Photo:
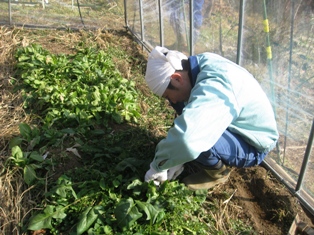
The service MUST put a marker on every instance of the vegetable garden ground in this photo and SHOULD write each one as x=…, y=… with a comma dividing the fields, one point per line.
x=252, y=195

* * *

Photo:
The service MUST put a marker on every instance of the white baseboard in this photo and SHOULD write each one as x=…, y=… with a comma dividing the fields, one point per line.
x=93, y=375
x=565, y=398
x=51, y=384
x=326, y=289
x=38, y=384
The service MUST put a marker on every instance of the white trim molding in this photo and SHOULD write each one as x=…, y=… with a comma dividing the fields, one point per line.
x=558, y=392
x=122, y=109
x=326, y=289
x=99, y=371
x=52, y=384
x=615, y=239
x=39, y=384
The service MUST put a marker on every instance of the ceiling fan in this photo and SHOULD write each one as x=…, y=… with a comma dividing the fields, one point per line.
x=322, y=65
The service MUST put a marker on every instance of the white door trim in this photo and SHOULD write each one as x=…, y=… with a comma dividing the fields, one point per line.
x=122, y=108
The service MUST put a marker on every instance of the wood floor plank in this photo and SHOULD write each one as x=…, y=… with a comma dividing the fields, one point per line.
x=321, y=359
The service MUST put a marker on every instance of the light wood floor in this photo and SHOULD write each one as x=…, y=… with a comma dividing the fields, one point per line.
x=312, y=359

● **SET PROBLEM**
Put the stretch of the data above from the line containing "of the light" through the line containing "x=312, y=359" into a Markdown table with two columns, Row and Line. Number each row and leave out any blank lines.

● **RESPONSE TO THIS EXERCISE**
| Row | Line |
|---|---|
| 1 | The service MUST put a marker on every instance of the light wood floor in this photo and SHOULD write each one as x=…, y=… with a comma dividing the fields, one point per line. |
| 2 | x=312, y=359 |